Assignment: With the material below, print exactly the lines between the line holding "[locate] the green banana" and the line holding "[locate] the veined", inclusive. Add nothing else.

Input data:
'''
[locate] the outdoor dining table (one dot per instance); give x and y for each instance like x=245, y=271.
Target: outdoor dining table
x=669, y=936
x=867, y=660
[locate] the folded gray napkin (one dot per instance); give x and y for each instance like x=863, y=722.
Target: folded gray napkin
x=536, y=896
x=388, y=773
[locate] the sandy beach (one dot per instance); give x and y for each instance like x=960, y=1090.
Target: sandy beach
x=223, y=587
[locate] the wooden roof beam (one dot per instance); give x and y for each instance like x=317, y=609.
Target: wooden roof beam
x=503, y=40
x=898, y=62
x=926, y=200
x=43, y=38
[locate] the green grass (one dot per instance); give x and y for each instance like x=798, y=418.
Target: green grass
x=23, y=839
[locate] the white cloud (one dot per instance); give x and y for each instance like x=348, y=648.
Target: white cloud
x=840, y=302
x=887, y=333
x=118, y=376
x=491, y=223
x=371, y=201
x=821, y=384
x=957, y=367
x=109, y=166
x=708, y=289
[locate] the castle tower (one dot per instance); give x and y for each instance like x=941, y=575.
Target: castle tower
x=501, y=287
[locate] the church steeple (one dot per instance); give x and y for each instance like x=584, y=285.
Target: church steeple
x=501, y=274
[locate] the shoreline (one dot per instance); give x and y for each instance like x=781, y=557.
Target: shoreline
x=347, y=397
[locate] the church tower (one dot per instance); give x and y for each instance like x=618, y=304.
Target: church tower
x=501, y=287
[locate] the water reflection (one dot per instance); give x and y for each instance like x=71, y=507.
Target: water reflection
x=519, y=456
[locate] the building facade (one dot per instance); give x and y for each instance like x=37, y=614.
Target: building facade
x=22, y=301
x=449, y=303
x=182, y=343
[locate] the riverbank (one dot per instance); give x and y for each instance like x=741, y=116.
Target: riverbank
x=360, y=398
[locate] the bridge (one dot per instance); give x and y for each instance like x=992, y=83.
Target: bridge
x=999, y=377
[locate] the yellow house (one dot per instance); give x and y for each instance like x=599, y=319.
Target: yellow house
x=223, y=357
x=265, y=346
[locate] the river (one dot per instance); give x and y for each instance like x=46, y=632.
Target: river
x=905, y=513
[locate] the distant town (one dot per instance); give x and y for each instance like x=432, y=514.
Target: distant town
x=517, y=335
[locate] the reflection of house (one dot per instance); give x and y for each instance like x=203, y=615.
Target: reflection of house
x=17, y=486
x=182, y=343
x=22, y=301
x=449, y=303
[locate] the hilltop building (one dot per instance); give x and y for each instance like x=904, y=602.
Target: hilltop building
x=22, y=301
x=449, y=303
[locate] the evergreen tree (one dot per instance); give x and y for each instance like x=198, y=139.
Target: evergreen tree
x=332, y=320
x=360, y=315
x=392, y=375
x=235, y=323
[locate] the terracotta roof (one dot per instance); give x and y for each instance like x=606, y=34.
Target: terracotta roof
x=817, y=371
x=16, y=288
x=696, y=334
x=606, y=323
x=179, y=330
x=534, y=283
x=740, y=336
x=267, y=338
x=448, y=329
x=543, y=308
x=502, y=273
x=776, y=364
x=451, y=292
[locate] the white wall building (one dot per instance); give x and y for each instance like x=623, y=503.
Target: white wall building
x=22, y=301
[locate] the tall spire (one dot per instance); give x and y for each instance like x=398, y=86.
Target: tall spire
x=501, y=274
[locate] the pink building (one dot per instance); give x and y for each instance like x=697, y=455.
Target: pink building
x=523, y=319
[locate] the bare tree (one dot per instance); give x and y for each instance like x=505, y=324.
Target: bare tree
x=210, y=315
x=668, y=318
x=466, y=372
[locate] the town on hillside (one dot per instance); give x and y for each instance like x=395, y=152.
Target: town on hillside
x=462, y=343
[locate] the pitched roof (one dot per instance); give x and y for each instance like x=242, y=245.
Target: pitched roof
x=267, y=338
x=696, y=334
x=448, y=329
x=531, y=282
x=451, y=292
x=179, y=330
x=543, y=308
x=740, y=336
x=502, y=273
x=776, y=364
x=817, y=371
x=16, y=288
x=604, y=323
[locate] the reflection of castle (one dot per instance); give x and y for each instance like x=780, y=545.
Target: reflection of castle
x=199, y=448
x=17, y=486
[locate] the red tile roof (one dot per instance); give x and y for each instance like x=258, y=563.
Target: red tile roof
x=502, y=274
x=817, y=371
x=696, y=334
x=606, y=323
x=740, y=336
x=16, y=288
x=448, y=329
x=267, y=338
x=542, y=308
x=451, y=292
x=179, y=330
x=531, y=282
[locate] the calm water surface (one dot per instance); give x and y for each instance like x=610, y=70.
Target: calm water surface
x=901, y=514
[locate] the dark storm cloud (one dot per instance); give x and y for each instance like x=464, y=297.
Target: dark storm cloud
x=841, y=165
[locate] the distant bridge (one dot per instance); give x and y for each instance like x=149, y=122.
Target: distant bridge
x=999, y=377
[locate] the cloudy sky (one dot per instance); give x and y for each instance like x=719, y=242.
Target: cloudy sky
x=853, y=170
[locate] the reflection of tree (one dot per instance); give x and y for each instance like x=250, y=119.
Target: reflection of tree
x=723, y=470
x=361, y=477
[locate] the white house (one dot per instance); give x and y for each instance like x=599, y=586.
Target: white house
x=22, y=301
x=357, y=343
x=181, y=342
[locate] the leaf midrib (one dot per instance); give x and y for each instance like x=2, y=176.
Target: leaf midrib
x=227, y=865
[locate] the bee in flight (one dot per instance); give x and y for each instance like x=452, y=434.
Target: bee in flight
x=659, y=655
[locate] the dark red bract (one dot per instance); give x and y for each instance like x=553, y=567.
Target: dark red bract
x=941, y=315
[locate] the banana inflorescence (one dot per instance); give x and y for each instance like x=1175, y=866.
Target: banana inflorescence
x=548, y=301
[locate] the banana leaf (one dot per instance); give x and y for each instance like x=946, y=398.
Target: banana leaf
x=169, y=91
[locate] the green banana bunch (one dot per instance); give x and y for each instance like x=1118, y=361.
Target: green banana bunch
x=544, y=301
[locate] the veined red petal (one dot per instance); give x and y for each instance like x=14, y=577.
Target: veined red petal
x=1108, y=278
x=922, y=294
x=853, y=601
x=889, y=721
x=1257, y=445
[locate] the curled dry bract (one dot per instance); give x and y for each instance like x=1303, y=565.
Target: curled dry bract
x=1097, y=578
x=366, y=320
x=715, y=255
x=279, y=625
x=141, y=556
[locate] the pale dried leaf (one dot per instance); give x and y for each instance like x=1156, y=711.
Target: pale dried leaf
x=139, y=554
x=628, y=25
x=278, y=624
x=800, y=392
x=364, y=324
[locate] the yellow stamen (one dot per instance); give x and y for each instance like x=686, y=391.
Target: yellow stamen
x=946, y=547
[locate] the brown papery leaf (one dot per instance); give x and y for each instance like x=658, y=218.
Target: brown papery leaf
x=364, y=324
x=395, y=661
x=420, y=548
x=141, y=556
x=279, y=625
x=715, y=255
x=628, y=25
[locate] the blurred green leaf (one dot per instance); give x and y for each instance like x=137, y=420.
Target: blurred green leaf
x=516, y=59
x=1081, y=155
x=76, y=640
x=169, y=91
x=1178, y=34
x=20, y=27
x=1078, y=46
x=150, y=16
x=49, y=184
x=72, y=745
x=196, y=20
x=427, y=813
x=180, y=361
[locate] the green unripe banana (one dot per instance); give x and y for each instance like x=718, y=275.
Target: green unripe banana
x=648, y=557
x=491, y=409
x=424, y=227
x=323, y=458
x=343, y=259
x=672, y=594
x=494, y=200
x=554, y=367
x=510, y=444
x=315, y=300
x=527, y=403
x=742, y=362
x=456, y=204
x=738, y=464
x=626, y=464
'''
Output for this exercise:
[locate] the green banana bunch (one dot per instance); give x and y for each instance like x=1118, y=361.
Target: green banana bunch
x=544, y=301
[locate] the veined red petal (one dot per instance); give x and y for each instance like x=14, y=577.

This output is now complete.